Text:
——————————
The final question regarding "what research opportunities will be lost" because of data privacy is pretty horrible. It is analogous to "what crime prevention successess will be sacrificed, because society was not willing to live as a collective prisoner to the state". I.e. duh- yes, you can prevent crime from locking everyone up. But there are *more important values* to be achieved by not presuming everyone guilty and locking them up ahead of time. I.e. in the same way, yeah, you could have all kinds of great research if companies abandoned any attempt at restricting the dissemination of information they have about their consumers. But again, there are things of greater value. ... It's just another form of the fact that liberty isn't free. It has a price. Those unwilling to pay that price, won't get liberty.
So in other words, shut up about your lost research opportunities. Go take a walk outside and cherish what liberty and privacy you have.
The problem with opt-in statistical gathering is that they can skew a sample, subtly biasing it. This would invalidate a lot of scientific research.
I love this quote from TFA:
"Companies do not make money by giving researchers access to data. "
Wrong! Netflix released data to get a better recommendation system. The better they can pick movies for you, the more you will like their service. The $1million prize is peanuts compared to the increase in revenue a better system can bring.
I wonder if anyone has estimated the value of the man hours invested in this contest?
i.e., it might come as a surprise when researchers discover that NOBODY (who opted in) searches the internet for pornography, music torrents, Paris Hilton...
Hell, out of Google's top 20 searches, you might get maybe 3 listed?
——————————
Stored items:
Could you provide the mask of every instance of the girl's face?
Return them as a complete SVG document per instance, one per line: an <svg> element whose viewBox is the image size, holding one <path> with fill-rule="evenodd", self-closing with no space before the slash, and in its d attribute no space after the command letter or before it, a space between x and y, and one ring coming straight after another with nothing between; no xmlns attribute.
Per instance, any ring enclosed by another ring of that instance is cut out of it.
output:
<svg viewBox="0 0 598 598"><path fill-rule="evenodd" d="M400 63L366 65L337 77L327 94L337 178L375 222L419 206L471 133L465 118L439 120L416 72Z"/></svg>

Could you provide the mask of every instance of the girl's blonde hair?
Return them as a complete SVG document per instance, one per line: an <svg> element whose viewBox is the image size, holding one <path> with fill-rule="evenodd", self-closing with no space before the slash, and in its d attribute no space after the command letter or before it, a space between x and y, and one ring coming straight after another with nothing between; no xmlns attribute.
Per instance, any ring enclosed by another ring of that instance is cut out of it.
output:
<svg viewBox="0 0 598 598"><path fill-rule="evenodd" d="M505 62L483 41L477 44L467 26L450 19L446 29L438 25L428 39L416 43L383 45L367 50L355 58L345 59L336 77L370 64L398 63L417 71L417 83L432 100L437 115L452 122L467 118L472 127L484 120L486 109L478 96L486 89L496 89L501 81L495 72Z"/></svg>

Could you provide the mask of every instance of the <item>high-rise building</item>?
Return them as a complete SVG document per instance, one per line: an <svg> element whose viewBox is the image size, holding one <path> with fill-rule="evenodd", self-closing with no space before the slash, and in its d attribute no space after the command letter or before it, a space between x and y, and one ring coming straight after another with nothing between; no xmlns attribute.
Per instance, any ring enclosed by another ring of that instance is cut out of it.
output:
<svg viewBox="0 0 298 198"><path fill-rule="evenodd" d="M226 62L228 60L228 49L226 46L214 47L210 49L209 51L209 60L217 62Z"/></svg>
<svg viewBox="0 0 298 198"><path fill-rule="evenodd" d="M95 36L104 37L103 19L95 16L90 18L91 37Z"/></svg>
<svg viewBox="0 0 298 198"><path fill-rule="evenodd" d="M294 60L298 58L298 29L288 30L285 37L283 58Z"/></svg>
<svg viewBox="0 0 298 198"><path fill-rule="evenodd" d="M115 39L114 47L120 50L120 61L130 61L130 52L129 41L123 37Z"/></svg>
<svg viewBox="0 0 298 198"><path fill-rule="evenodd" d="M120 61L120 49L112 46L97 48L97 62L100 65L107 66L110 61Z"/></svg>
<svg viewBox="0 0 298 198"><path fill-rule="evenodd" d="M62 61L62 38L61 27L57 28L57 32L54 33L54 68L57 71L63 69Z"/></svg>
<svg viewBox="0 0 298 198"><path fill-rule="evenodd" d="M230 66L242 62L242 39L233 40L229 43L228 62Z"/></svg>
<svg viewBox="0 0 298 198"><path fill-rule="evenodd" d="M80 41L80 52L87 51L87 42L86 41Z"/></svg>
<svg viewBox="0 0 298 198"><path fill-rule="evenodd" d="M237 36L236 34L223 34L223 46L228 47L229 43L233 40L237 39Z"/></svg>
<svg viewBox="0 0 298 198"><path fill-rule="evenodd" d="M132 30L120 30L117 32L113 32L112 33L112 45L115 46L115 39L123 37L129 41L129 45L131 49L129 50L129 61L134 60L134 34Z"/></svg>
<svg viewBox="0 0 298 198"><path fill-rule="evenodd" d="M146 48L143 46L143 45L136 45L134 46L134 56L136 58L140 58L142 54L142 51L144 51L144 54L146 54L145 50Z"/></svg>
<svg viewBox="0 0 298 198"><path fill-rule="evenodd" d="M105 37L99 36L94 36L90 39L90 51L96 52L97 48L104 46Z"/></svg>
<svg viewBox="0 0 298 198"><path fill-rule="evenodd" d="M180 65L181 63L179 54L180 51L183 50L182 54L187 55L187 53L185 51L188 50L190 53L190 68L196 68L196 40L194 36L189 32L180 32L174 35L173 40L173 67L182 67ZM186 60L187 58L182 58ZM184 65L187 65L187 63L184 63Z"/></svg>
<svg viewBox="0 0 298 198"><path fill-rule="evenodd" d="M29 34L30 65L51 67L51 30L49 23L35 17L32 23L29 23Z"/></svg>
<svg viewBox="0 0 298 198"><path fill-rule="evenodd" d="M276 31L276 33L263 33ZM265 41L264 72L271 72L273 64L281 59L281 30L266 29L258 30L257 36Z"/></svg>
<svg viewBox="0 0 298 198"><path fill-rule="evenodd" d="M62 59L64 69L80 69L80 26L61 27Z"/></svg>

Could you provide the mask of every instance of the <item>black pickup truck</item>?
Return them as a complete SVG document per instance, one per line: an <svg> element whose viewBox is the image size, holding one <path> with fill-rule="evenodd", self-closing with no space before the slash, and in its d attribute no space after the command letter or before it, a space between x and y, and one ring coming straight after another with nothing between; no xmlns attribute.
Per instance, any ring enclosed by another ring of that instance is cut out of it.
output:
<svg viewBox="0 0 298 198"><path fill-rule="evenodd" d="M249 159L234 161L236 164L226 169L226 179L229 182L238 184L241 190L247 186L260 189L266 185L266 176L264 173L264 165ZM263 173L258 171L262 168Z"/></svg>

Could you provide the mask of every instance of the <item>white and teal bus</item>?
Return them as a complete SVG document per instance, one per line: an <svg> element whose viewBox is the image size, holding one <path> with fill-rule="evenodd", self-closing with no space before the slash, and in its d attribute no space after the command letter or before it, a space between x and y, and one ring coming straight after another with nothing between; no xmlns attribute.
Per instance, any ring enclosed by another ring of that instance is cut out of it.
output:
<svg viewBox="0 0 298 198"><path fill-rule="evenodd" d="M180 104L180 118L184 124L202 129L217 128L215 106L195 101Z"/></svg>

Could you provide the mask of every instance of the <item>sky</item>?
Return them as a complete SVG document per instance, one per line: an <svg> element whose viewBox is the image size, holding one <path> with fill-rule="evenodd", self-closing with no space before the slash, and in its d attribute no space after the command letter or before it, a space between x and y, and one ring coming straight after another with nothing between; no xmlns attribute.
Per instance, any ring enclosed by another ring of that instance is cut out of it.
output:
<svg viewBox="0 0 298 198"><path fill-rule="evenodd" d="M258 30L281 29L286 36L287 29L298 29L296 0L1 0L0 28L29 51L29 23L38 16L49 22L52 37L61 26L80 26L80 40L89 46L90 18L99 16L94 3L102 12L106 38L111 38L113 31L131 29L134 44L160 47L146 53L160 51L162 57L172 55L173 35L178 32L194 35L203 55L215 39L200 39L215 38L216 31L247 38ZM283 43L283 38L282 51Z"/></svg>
——————————
Task instructions:
a) In the thread on data privacy and research, why does one commenter reject the claim that "Companies do not make money by giving researchers access to data"? Answer in one to three sentences.
b) Write the next part of the thread on data privacy and research, picking up after its final comment.
The stored items are not used in any of what is asked here.

Answers by item:
a) The commenter points out that Netflix released data in order to get a better recommendation system, since the better it can pick movies for people, the more they will like its service. The $1 million prize is small next to the extra revenue that a better system can bring.

b)
From scanning those articles it looks as if they are just methods for defining levels of anonymity in a dataset, rather than providing any effective means of achieving it (please correct me if I'm wrong).
I can't see how, for example, if I am planning a study of small area (ie zip code level) variation in the levels of some disease or other, while adjusting for, say, age, sex, and ethnicity, that I could do so without a dataset that included all of these items. How could you make the records less unique without throwing away the data?
We have to accept that if we want meaningful research to happen, then we need some amount of data sharing and linking needs to occur. We need to rely, in medicine at least, on ethics committees to represent our best interests when it comes to striking the balance.
It seems to me that the trend for guarding personal data like its the family silver is a relatively modern thing. If it continues, then reliable unbiassed medical research, especially disease monitoring and control will become impossible.
You're probably just trolling, but in case you aren't, seeing the rampant crime that is institutionalized in modern prisons, I think your argument falls flat on its face.
Liberty doesn't have security as its price. Liberty and Security are often correlated, not directly correlated inversely as you assume.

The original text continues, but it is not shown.